▸ **To do**:
Answer these from the notebook page below.
(a) What port number does the example connection information give for the database?
(b) Up to how many stock symbols does the trending path return for a region?
(c) Under what header name is the API key sent with each request?

▸ **Page text**:

------------------------------

# Pre-requisites:
Ensure that you have the following pre-requisites to run this notebook:

* Install two open source libraries in your terminal

Run 'pip install yahoo_fin'

Run 'pip install requests_html'

* Connection information to your (local) PostgreSQL database. You will need it for your config.py file that resides in the same folder as this notebook. Example:

API key for yahoofinanceapi web site

API_KEY = "######"

username = "######"

password = "######"

host = "localhost"

port = 5432

database = "######"


# 1. TRENDING STOCK SYMBOLS/TICKERS

API domain: https://yfapi.net
 API path: /v1/finance/trending/{region}

Pull data (extract) from yahoofinancials API (URL path is /v1/finance/trending/{region}).
It returns stock symbols (up to 20) for regions around the world: US AU CA FR DE HK IT ES GB IN.
Pulling for each region.

In [1]:
# Import required modules and variables
import pandas as pd
import requests
import pprint
from config import API_KEY
from config import username, password, host, port, database

In [2]:
# Start with an empty dataframe that will contain the results
# trending_df = pd.DataFrame({'symbol': 'RM', 'region': 'RM', 'startInterval': 12, 'jobTimestamp': 13 }, index=['z'])
finance_trends_df = pd.DataFrame({'symbol': [], 'region': [], 'startInterval': [], 'jobTimestamp': [] })
finance_trends_df


Unnamed: 0,symbol,region,startInterval,jobTimestamp


In [3]:
# Define connection variables
regions = ["US", "AU", "CA", "FR", "DE", "HK", "IT", "ES", "GB", "IN"]
# regions = ["US", "CA"]

url = "https://yfapi.net/v1/finance/trending/"

# Credentials to include
headers = {
    'x-api-key': API_KEY
    }

In [4]:
# trending_dict = {}
## Make API request for the number of regions of interest. Recursively save them
##  into the dataframe by using 'append'
for region in regions:
    url_string = url + region
    response = requests.request("GET", url_string, headers=headers).json()
#     trending_dict[region] = response['finance']['result']
    response1_df = pd.DataFrame(response['finance']['result'][0]['quotes'])

------------------------------

▸ **Information**:
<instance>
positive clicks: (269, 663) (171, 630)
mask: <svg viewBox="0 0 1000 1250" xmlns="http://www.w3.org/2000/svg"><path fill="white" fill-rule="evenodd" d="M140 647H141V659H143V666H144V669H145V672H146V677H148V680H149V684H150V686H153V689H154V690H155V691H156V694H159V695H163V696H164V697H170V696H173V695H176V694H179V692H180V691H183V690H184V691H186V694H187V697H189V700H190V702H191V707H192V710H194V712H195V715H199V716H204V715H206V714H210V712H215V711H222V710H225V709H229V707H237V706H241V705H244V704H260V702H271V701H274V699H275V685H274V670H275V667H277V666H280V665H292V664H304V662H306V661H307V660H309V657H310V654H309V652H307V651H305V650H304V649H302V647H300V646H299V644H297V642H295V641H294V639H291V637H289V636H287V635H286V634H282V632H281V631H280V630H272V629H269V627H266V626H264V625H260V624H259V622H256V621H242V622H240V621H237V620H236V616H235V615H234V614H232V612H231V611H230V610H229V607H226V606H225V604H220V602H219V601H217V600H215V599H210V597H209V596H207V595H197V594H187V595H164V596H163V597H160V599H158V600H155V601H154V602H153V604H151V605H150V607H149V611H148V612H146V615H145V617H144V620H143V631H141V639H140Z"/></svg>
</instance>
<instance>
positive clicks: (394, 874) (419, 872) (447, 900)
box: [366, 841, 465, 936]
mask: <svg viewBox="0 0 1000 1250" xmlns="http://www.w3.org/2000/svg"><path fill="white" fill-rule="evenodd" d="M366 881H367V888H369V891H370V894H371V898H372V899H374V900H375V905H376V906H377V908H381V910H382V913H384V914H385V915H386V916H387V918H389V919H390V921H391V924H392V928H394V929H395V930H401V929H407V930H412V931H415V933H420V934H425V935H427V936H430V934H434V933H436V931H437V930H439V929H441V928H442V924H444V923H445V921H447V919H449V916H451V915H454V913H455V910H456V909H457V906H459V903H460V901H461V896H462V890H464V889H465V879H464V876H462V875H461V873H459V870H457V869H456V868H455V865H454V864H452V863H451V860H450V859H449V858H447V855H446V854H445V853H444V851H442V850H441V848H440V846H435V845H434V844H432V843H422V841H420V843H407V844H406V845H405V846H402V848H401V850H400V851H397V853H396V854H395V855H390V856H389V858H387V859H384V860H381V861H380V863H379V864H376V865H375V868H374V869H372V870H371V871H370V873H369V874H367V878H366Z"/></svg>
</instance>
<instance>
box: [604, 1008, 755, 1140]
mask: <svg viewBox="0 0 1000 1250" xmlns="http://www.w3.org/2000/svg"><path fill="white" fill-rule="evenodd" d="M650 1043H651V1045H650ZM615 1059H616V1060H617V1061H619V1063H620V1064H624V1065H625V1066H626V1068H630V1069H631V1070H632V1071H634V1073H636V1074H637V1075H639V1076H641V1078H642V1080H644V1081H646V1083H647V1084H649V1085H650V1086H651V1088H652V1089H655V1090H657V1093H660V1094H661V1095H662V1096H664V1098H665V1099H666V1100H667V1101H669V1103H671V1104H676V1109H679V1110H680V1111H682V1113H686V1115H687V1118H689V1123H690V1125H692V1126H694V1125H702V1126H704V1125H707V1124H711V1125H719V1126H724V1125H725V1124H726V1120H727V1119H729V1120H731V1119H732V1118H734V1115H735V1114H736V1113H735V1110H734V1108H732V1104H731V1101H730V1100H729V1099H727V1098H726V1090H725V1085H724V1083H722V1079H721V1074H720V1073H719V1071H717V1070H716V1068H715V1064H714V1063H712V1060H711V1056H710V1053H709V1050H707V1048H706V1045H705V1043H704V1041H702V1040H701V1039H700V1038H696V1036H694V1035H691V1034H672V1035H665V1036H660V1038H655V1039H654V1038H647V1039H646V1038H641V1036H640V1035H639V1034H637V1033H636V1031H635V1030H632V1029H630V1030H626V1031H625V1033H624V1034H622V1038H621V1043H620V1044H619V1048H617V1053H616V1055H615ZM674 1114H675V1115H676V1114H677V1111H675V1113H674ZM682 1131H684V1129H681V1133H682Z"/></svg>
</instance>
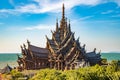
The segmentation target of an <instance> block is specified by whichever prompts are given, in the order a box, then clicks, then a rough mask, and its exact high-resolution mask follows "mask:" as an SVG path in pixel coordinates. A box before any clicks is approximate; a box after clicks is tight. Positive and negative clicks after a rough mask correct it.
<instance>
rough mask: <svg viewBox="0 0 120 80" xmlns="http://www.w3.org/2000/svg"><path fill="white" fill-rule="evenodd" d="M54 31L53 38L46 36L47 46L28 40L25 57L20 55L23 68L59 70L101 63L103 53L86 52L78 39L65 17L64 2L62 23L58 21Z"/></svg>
mask: <svg viewBox="0 0 120 80" xmlns="http://www.w3.org/2000/svg"><path fill="white" fill-rule="evenodd" d="M51 32H52V39H49V38H48V37H47V36H46V39H47V43H46V48H38V47H36V46H33V45H31V44H30V43H29V41H28V48H27V49H26V46H25V45H24V46H23V47H21V49H22V55H23V57H22V58H20V57H18V64H19V66H22V68H23V69H40V68H46V67H49V68H54V69H58V70H64V69H75V68H79V67H84V66H90V65H95V64H100V62H101V55H100V53H96V48H95V49H94V51H92V52H86V50H85V45H83V46H81V45H80V42H79V38H78V39H77V40H76V39H75V37H74V33H73V32H72V31H71V25H70V21H69V23H68V22H67V18H66V17H65V8H64V4H63V7H62V19H61V21H60V24H59V23H58V20H57V21H56V30H55V31H51Z"/></svg>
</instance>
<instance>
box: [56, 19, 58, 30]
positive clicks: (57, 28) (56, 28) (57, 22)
mask: <svg viewBox="0 0 120 80" xmlns="http://www.w3.org/2000/svg"><path fill="white" fill-rule="evenodd" d="M56 31H58V18H57V19H56Z"/></svg>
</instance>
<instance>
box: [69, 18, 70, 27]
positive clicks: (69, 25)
mask: <svg viewBox="0 0 120 80" xmlns="http://www.w3.org/2000/svg"><path fill="white" fill-rule="evenodd" d="M69 27H70V19H69Z"/></svg>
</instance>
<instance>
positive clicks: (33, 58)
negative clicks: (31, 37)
mask: <svg viewBox="0 0 120 80" xmlns="http://www.w3.org/2000/svg"><path fill="white" fill-rule="evenodd" d="M27 43H28V48H26V45H25V44H23V47H22V46H21V51H22V58H21V57H20V56H19V55H18V60H17V62H18V64H19V68H21V69H27V70H29V69H42V68H48V67H49V62H48V50H47V49H46V48H40V47H36V46H33V45H31V44H30V42H29V41H27Z"/></svg>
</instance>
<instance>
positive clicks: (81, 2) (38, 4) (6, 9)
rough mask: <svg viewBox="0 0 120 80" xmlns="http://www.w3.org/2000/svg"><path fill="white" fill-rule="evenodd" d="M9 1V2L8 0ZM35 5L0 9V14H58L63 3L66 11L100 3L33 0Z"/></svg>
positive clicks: (95, 2) (20, 6) (75, 0)
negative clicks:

------------------------------

▸ **Finished exercise**:
(a) 5432
(b) Up to 20
(c) 'x-api-key'